Giant Sea Wall Penyelamat Kota Jakarta dari Kebanjiran?
Berawal dari perjanjian Joko Widodo usai resmi terpilih sebagai presiden ketujuh Indonesia berdampingan dengan Jusuf Kalla. 22 Juli 2014, saat menyampaikan pidato kemenangan di atas kapal pinisi bernama Hati Buana Setia di Pelabuhan Sunda Kelapa, Jakarta Utara. Jokowi mengucapkan kalimat tentang pentingnya posisi laut bagi Indonesia,
“Sebagai
negara maritim, samudra, laut, selat dan teluk adalah masa peradaban kita. Kita
telah terlalu lama memunggungi laut, memunggungi samudra, dan memunggungi selat
dan teluk. Ini saatnya kita mengembalikan semuanya sehingga ‘Jalesveva
Jayamahe’, di laut justru kita jaya, sebagai semboyan kita di masa lalu bisa
kembali.”

(Cuplikan dataset berlabel kotak)
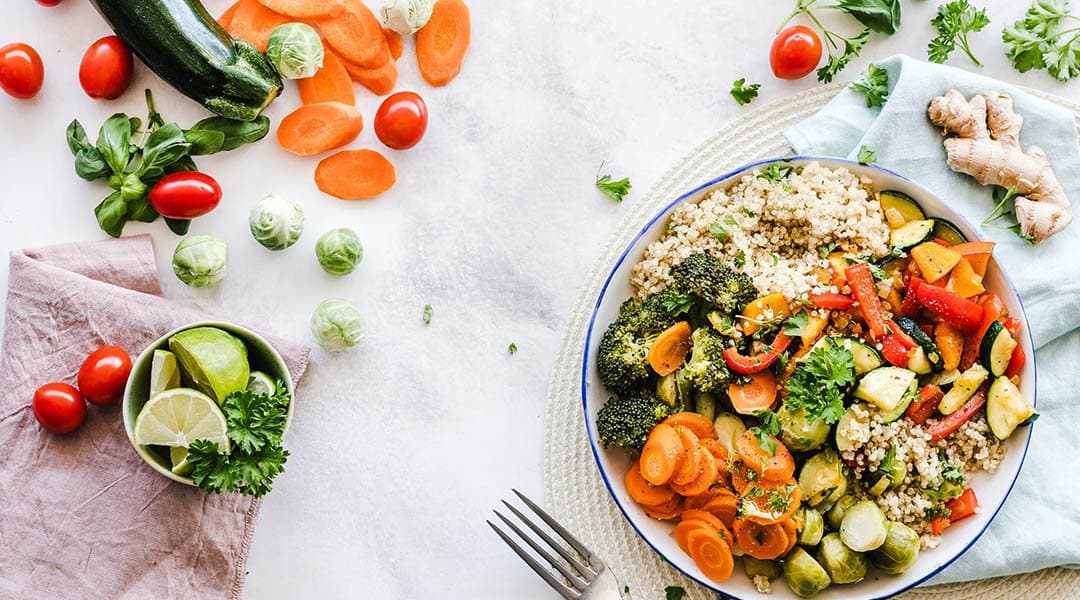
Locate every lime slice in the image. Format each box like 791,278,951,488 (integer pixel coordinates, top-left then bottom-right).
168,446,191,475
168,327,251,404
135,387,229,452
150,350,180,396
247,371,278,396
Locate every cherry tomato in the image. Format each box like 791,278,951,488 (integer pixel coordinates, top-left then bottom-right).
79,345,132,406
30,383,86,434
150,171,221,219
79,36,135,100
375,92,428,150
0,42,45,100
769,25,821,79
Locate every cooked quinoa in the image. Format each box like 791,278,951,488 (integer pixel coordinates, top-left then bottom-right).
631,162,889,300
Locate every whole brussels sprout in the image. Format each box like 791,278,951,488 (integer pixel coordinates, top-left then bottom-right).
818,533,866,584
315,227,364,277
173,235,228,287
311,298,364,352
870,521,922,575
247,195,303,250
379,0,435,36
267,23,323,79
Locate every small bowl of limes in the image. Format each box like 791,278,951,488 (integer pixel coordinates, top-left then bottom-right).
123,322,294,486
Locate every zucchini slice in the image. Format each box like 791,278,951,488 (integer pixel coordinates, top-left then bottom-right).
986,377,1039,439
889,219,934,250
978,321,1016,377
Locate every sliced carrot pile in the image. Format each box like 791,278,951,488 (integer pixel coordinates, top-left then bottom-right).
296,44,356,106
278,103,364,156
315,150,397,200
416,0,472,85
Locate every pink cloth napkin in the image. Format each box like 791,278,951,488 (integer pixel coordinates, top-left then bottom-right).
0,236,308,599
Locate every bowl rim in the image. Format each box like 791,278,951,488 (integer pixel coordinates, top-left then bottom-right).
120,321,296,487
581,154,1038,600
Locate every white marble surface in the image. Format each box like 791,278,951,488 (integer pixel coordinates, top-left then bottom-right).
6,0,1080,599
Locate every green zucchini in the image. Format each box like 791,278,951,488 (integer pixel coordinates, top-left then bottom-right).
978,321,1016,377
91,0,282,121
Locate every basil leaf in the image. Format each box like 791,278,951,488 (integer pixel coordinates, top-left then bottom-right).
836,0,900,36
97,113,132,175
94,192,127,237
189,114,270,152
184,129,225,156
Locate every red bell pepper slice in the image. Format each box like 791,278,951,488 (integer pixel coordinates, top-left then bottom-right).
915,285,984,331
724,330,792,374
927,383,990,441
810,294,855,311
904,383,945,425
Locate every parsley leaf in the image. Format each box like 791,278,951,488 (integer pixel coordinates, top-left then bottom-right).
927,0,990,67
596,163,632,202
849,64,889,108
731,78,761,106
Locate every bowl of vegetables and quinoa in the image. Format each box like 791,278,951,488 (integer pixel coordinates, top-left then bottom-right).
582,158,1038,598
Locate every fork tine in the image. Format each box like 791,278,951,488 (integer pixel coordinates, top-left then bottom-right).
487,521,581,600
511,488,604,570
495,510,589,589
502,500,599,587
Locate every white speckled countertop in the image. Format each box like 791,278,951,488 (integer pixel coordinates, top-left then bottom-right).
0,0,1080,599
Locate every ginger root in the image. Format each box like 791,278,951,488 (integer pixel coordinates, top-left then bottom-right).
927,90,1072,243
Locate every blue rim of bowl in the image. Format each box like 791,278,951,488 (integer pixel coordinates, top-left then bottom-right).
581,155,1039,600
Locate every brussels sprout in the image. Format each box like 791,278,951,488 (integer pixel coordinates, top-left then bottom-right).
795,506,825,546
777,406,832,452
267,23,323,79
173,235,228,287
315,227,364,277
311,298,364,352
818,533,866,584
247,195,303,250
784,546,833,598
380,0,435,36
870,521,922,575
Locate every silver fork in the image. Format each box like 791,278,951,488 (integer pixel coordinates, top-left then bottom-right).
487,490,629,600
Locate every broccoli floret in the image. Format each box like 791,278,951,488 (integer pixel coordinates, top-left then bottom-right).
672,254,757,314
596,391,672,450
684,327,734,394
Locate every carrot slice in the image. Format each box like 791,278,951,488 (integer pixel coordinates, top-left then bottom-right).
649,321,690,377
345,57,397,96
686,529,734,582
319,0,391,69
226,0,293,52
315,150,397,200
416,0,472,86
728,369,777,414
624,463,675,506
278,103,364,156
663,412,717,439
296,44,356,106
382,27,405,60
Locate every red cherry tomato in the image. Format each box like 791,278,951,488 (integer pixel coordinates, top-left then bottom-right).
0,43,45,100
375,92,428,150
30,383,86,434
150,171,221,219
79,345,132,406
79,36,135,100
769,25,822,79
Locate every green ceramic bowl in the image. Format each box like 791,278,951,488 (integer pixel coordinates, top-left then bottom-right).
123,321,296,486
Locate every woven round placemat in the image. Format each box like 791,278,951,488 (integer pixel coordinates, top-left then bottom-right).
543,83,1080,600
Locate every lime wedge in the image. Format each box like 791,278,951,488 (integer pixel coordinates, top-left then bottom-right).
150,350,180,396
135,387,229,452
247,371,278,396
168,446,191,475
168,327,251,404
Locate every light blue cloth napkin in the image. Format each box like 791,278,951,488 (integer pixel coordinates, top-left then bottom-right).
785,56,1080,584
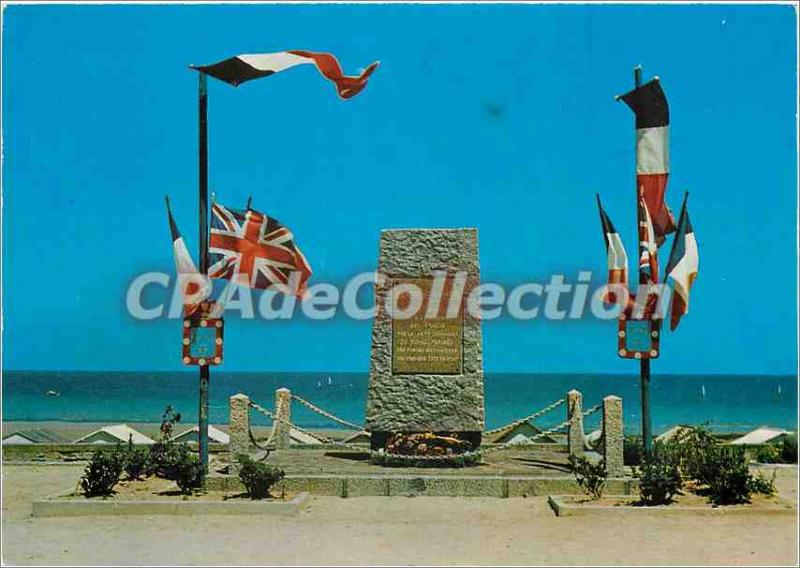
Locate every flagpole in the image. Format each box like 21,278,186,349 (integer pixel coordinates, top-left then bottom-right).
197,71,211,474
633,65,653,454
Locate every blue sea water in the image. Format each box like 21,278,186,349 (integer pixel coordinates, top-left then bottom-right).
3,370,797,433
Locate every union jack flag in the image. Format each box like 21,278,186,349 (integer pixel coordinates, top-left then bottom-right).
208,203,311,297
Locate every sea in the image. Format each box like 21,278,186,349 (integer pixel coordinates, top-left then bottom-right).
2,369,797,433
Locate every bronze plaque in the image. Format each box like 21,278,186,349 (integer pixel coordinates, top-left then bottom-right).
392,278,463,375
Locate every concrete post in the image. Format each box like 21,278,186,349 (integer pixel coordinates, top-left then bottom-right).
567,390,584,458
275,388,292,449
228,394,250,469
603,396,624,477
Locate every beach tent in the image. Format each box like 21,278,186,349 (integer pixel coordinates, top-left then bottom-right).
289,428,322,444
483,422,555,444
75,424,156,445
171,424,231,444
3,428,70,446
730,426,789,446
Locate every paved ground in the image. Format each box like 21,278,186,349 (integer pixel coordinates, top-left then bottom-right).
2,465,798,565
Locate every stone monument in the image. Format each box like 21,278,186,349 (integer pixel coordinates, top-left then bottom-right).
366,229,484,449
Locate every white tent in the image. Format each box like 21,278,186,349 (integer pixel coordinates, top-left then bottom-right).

§ Tugas yang Diselesaikan
Lanjutkan artikel tentang Giant Sea Wall Jakarta mulai sesudah kalimat terakhir yang tertera. Daftar ini tidak ada hubungannya dengan artikel tentang Giant Sea Wall Jakarta.

§ Jawaban Tertulis
Dimulai dari film documenter garapan dari
Watch Doc berjudul “Rayuan Pulau Palsu” merupakan isi sudut pandang detail reklamasi
dan permasalahannya dari berbagai daerah seperti Palu, Manado, Surabaya, dan
Bali. Isi dokumentasi sangat berbeda dengan apa yang kita lihat di media
berita, adanya unjuk rasa setiap nelayan mencari ikan yang tak semudah dulu,
suara penolakan reklamasi, sampai nelayan beramai-ramai menyegel Pulau G di
area reklamasi Jakarta Utara. Di dalam video itu ada tampak gambaran Drone,
detail pada objek, hingga grafis nan akurat menjadi nilai tambah film documenter
berdurasi sekitar satu jam.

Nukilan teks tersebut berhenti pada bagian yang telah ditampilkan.